**Aim of the exercise**:
In the entries below, every line with the string "smiling" is to be reported.
═══ Information given
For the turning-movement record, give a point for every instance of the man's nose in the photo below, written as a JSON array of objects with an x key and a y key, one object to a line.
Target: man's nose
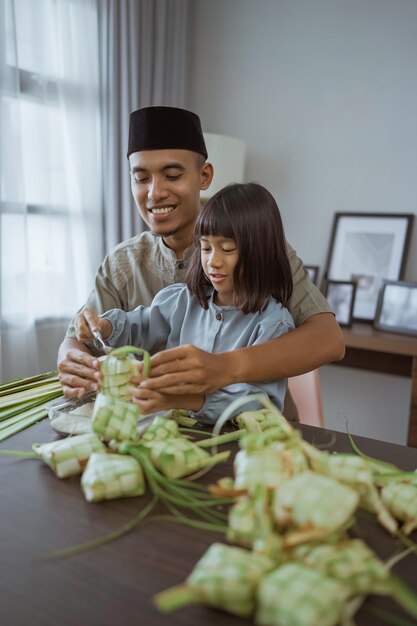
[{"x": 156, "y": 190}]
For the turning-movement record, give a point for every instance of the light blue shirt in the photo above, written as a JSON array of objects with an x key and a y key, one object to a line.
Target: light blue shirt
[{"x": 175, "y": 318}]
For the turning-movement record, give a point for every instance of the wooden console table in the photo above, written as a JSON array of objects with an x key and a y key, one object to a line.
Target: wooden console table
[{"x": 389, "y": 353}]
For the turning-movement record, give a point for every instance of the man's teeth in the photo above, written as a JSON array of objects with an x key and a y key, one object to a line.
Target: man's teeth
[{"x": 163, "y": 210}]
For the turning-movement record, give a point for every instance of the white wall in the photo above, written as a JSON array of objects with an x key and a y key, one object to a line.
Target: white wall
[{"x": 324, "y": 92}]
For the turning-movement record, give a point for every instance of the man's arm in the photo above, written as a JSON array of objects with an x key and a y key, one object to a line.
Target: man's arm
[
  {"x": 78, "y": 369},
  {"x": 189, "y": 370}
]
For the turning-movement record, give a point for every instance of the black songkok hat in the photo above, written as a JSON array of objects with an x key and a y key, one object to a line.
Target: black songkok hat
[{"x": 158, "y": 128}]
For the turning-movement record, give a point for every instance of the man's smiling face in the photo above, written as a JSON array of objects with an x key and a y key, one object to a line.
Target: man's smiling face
══════
═══ Information given
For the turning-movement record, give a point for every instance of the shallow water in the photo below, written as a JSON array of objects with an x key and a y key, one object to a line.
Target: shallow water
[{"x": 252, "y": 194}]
══════
═══ Information given
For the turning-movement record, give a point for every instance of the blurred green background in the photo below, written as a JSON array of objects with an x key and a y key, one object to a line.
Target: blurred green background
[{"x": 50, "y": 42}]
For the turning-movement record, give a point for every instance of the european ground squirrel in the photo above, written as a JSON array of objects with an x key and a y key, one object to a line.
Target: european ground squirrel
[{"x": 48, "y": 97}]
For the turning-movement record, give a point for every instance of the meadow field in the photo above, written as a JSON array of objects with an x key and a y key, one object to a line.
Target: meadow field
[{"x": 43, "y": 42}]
══════
**Problem solution**:
For the turning-movement record, give a point for every instance of the man's smiling face in the photo above, written as a JSON array of objects with an x key and a y key, one object to a line.
Target: man's smiling face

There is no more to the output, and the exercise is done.